# Brown thrasher-black racer fight



## Nicodemus (May 24, 2018)

Caught this scrap out in the edge of the yard the other day. Bird was protecting her nest against this 5 foot racer. It went on for over an hour till it finally got dark.


----------



## JonathanG2013 (May 24, 2018)

Wow great pictures Nic. That must have been interesting to watch.


----------



## Dirtroad Johnson (May 24, 2018)

Nature at its best, nice shots Nic.


----------



## brunofishing (May 24, 2018)

Awesome pic!


----------



## Cmp1 (May 24, 2018)

Great pic's Nic,,,, right place, right time,,,,


----------



## mudracing101 (May 24, 2018)

Cool


----------



## wvdawg (May 24, 2018)

Great action shots Nick - thanks for sharing!


----------



## JustUs4All (May 24, 2018)

Did the eggs make it?


----------



## blood on the ground (May 24, 2018)

Good one! Thanks for sharing!


----------



## NCHillbilly (May 24, 2018)

Very cool! Those are both critters with attitudes to start with. I bet that was a heckuva scrap.


----------



## Nicodemus (May 24, 2018)

JustUs4All said:


> Did the eggs make it?

• **TASK LIST**
1 – In the forum thread about the brown thrasher and black racer fight, how long did the fight last?
2 – Write the next part of the forum thread about the brown thrasher and black racer fight, starting after its final line.

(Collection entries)
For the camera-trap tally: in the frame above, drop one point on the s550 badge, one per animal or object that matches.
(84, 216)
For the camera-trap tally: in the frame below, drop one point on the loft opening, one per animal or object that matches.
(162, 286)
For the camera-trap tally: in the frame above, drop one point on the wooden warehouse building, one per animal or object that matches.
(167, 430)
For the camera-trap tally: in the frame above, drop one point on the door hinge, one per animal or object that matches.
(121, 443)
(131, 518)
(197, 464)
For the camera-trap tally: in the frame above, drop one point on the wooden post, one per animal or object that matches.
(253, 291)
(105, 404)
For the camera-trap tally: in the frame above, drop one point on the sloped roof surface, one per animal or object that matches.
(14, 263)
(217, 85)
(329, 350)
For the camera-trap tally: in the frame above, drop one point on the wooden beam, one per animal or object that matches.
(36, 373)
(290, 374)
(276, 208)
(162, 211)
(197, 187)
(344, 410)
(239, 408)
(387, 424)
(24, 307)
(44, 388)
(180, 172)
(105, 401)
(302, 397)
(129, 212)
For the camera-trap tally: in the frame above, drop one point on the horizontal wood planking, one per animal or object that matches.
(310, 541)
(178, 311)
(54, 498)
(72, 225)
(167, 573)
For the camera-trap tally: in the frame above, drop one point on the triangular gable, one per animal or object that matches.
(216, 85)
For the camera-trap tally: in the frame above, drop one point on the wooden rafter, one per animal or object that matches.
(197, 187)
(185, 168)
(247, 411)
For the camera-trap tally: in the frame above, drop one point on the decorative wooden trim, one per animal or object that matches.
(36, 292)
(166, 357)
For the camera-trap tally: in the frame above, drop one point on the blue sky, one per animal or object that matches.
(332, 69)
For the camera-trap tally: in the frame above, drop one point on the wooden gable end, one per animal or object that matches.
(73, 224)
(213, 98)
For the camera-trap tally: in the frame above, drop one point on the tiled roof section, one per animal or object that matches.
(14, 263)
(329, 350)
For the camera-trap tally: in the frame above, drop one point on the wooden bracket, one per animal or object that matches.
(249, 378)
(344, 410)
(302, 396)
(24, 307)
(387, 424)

• **OUTPUTS IN ORDER**
1 – Over an hour, until it finally got dark.

2 –
They had already hatched, and since I haven`t heard any chirping from it since then, I suspect they ended up as supper for the snake that night.


----------



## JustUs4All (May 24, 2018)

Erraboddy gotta eat and the thrasher can make more birdies.


----------



## GAJoe (May 24, 2018)

Great shots!


----------



## davidhelmly (May 25, 2018)

Great pictures Nic!!


----------



## walkinboss01 (May 25, 2018)

Very nice pics.


----------



## GLS (May 25, 2018)

Nice shots, Nic. Gil


----------



## BassFrye82 (May 25, 2018)

Great pics! Good for the snake it wasn't a mockingbird...those things are relentless and irritating as sin. Lol


----------



## Nicodemus (May 26, 2018)

Thanks, ya`ll. This was some mighty fine entertainment to me.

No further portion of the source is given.